== Written instruction ==
Write out every item below word for word, changing nothing.

Labeled shape records
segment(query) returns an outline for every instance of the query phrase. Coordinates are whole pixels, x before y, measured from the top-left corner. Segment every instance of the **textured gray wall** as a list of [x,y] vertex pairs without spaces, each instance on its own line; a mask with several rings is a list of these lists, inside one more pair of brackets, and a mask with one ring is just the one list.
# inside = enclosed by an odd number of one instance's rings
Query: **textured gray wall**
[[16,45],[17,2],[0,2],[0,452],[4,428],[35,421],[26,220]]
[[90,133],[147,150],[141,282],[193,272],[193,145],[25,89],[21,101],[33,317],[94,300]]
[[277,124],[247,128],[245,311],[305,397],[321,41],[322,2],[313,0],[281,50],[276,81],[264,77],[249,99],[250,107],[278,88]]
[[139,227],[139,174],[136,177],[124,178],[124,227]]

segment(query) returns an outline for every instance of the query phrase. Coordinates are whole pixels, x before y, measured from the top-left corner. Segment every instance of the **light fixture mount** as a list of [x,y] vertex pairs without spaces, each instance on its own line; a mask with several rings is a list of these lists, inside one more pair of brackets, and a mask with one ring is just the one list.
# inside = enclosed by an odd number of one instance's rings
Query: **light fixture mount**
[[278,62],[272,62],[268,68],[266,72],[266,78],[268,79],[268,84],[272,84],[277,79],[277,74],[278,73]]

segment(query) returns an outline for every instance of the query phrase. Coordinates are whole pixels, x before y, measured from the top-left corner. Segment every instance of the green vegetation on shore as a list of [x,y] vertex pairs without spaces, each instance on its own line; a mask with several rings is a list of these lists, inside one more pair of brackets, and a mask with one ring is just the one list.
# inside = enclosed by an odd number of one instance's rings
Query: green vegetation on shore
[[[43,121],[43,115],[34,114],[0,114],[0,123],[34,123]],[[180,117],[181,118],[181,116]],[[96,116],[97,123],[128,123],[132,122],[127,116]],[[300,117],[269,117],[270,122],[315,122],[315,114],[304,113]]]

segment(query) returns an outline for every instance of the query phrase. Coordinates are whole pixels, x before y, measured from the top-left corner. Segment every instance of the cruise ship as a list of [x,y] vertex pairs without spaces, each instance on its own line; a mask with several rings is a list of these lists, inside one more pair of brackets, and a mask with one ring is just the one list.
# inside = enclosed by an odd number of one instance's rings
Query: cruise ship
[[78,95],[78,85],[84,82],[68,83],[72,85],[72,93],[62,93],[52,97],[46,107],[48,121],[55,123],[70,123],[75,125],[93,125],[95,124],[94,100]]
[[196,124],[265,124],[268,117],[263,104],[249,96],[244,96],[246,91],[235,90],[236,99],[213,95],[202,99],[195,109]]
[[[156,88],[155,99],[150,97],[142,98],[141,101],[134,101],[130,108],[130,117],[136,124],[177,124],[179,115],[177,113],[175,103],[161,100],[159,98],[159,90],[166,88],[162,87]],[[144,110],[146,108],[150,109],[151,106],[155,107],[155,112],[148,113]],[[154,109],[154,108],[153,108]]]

== Problem solution ==
segment(query) returns an outline for every instance of the query phrase. Coordinates are whole pixels, x before y, measured from the top-left corner. Segment every instance of the **textured gray wall** as a list of [x,y] vertex pairs without spaces, each instance on its own line; a mask with several rings is a list of these lists, inside one more pair of brackets, and a mask with one ring is just the one list.
# inside = enclosed by an odd number of one instance's rings
Query: **textured gray wall**
[[16,45],[17,2],[0,2],[0,452],[4,428],[35,421],[26,220]]
[[90,133],[147,150],[141,282],[193,272],[193,145],[25,89],[21,101],[33,317],[94,300]]
[[277,124],[247,128],[245,311],[305,397],[321,41],[322,2],[313,0],[281,50],[276,81],[264,77],[249,99],[250,107],[278,88]]
[[139,227],[139,174],[136,177],[124,178],[124,227]]

segment(query) returns an outline for every instance of the query phrase. Coordinates are whole pixels, x before y, measured from the top-left corner. Segment every instance of the **light fixture mount** as a list of [x,y] vertex pairs without spaces, each instance on its own line; a mask with several rings is a list of these lists, inside one more pair of brackets, and a mask with one ring is just the one list.
# inside = enclosed by an odd number of one instance's rings
Query: **light fixture mount**
[[278,62],[272,62],[268,68],[266,72],[266,78],[268,79],[268,84],[272,84],[277,79],[277,74],[278,73]]

segment(query) returns an outline for every instance of the query phrase. Coordinates are whole pixels, x before y, measured from the top-left corner. Segment every instance of the green vegetation on shore as a list of [x,y] vertex pairs without spaces, each instance on its own line; a mask with several rings is a list of these lists, inside one more pair of brackets, and a mask with one ring is just the one list.
# inside = enclosed by an odd number of one instance's rings
Query: green vegetation on shore
[[[43,121],[43,115],[34,114],[0,114],[0,123],[34,123]],[[180,117],[181,118],[181,116]],[[96,116],[97,123],[128,123],[132,122],[127,116]],[[300,117],[269,117],[270,122],[315,122],[315,114],[304,113]]]

segment(query) returns an outline for every instance of the query phrase. Coordinates are whole pixels, x before y, measured from the top-left corner. Segment every instance of the cruise ship as a list of [x,y] vertex pairs without spaces, each instance on its own line; a mask with several rings is a list of these lists, inside one more pair of brackets, and a mask with one ring is just the one list.
# inside = enclosed by an odd number of one instance's rings
Query: cruise ship
[[78,95],[78,85],[84,82],[68,83],[72,85],[72,93],[62,93],[52,97],[46,107],[48,121],[55,123],[70,123],[75,125],[93,125],[95,124],[94,100]]
[[196,124],[265,124],[268,117],[263,104],[249,96],[244,96],[246,91],[235,90],[236,99],[213,95],[202,99],[195,109]]
[[[156,88],[155,99],[150,97],[142,98],[141,101],[134,101],[130,108],[130,117],[136,124],[177,124],[179,115],[177,113],[175,103],[161,100],[159,98],[159,90],[166,88],[162,87]],[[144,110],[146,108],[150,109],[151,106],[155,107],[155,112],[148,113]],[[154,109],[154,108],[153,108]]]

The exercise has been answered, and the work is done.